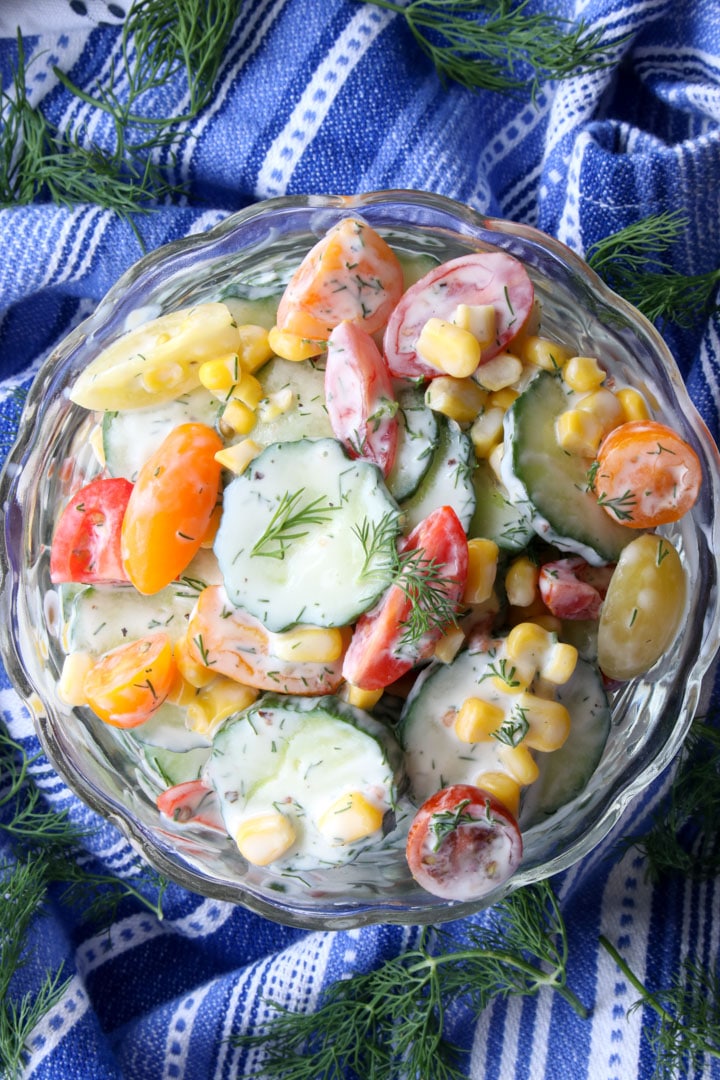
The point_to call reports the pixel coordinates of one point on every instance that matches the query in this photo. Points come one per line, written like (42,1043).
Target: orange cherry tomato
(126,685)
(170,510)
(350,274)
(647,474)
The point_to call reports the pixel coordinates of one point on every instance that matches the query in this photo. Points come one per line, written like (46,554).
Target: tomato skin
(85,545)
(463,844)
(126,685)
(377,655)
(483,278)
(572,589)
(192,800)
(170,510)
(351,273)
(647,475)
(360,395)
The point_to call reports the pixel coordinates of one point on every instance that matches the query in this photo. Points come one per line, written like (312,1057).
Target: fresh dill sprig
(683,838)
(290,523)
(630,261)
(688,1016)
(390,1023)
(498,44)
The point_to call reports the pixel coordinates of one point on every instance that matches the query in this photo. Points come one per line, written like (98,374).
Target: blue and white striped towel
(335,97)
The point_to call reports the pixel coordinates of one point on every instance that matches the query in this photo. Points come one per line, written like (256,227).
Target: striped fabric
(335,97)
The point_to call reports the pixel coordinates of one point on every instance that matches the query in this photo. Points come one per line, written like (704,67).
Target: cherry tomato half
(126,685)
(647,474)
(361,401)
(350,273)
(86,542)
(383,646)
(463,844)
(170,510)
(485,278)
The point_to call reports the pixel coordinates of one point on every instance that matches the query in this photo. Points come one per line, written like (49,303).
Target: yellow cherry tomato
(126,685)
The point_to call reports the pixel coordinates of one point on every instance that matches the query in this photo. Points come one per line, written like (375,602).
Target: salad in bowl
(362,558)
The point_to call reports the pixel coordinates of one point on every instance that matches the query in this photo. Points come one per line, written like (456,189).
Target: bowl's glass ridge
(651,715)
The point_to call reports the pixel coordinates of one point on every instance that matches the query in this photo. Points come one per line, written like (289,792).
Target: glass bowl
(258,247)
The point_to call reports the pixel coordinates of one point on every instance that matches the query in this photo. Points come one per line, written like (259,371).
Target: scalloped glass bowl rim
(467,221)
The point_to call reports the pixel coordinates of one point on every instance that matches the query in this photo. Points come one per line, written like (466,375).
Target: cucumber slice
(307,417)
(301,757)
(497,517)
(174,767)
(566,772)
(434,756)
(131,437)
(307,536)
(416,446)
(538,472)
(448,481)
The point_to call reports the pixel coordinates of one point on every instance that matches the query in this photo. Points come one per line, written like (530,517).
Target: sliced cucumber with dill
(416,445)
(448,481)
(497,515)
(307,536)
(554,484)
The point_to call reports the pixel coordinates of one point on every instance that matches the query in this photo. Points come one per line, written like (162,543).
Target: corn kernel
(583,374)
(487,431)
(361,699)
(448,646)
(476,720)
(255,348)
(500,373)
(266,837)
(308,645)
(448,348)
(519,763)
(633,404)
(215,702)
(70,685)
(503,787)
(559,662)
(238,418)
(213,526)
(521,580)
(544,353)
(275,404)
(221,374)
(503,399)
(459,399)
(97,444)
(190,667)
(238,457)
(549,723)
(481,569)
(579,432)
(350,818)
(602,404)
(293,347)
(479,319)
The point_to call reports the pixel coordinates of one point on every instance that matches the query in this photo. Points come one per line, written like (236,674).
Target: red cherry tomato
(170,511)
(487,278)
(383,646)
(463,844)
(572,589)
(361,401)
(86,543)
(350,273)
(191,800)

....

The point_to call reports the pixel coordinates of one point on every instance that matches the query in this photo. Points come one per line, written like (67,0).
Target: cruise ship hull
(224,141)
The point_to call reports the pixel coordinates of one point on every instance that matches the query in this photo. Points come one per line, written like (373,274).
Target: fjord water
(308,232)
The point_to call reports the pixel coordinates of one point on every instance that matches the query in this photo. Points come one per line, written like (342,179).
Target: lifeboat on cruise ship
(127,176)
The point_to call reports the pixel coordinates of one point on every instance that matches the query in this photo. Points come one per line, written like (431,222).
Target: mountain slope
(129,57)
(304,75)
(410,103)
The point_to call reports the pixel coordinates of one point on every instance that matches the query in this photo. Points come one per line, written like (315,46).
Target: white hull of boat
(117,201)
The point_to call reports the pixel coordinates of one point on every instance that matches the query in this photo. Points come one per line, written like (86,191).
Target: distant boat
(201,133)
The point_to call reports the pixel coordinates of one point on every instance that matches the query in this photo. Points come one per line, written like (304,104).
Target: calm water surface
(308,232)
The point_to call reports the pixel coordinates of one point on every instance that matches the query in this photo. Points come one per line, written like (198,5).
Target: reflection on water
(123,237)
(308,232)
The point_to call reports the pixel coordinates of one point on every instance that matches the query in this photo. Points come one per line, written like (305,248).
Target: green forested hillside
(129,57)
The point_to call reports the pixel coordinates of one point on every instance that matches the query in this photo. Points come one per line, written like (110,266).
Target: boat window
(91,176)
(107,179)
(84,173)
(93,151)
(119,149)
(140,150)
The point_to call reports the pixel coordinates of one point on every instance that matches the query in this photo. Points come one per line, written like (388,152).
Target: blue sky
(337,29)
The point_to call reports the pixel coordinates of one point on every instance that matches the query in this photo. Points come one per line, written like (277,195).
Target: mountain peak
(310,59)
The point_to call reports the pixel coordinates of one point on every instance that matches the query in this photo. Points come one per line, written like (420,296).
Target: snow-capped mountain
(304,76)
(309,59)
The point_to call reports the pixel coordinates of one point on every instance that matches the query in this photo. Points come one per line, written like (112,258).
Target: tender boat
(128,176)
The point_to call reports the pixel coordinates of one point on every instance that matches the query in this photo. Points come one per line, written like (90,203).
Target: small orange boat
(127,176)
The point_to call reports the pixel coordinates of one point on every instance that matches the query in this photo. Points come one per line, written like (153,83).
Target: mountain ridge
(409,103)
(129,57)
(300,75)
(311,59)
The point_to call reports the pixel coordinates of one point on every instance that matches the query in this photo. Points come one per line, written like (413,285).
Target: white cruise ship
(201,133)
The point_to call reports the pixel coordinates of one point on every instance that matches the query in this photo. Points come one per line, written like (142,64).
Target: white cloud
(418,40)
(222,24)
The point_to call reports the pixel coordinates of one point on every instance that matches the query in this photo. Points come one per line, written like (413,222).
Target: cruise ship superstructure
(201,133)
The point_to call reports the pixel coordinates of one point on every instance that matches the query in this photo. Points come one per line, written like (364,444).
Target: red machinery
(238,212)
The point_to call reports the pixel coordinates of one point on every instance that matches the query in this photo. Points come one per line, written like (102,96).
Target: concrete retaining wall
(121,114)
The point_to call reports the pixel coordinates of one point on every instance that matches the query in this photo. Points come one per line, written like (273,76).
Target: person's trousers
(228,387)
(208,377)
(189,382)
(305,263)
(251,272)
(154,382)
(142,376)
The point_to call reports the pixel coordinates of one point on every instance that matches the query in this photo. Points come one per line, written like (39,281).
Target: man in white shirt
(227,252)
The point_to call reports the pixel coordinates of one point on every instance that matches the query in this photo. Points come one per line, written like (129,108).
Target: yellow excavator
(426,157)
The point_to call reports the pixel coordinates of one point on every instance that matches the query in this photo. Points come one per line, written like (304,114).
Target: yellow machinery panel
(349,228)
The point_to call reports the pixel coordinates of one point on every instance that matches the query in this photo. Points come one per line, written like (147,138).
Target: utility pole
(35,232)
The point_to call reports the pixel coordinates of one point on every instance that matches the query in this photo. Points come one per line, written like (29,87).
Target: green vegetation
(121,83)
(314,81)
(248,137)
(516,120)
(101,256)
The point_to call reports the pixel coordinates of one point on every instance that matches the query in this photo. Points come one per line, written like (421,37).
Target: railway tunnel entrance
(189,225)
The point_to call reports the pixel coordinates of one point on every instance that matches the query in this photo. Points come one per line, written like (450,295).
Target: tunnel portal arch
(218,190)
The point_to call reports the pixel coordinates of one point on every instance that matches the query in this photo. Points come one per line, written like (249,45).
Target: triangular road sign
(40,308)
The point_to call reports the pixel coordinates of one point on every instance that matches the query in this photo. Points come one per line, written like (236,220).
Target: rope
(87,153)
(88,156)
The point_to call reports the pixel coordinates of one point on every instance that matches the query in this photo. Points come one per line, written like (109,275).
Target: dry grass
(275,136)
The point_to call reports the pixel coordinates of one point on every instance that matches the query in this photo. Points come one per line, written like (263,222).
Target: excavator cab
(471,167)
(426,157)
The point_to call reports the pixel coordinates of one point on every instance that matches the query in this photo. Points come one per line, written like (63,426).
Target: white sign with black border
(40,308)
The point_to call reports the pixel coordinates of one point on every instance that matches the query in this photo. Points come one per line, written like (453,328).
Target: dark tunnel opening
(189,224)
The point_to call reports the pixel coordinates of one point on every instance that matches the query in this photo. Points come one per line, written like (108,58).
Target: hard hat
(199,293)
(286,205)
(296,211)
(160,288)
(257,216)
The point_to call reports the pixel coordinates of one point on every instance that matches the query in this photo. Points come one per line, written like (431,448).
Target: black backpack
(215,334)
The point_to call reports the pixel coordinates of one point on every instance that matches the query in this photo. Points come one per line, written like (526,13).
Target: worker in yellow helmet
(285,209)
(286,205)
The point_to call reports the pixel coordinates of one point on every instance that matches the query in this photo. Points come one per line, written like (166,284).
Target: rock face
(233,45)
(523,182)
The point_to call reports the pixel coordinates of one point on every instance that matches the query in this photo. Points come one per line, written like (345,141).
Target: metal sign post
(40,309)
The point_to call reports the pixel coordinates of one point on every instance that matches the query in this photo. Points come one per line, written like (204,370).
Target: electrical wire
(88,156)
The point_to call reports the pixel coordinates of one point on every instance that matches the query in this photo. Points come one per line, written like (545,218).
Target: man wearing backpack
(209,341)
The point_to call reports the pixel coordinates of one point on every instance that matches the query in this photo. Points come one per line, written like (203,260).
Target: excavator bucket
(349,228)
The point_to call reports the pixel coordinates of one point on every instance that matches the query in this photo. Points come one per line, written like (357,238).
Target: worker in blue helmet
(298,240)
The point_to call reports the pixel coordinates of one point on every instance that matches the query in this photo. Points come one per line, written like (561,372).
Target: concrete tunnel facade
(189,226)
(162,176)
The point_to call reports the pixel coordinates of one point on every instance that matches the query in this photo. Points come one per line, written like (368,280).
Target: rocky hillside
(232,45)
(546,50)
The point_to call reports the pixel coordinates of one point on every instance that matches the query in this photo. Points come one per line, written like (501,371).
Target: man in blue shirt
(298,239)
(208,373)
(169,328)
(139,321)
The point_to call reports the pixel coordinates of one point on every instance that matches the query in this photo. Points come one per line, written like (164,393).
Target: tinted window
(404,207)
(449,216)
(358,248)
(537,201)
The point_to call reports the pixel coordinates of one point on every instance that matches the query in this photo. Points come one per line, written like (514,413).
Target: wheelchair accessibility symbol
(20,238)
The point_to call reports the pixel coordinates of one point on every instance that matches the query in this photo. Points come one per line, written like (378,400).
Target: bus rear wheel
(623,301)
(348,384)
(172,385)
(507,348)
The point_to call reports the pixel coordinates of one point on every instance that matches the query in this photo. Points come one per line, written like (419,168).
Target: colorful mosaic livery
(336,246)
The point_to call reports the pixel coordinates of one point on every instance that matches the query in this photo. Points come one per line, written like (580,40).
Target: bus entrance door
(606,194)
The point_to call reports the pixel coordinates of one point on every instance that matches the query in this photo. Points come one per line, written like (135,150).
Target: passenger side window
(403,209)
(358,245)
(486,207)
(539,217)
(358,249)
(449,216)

....

Aim of the exercise:
Show every line of the records that contains the string "cruise". Matching is case-sensitive.

Reply to the exercise:
Target: cruise ship hull
Target: lifeboat on cruise ship
Target: white cruise ship
Target: cruise ship superstructure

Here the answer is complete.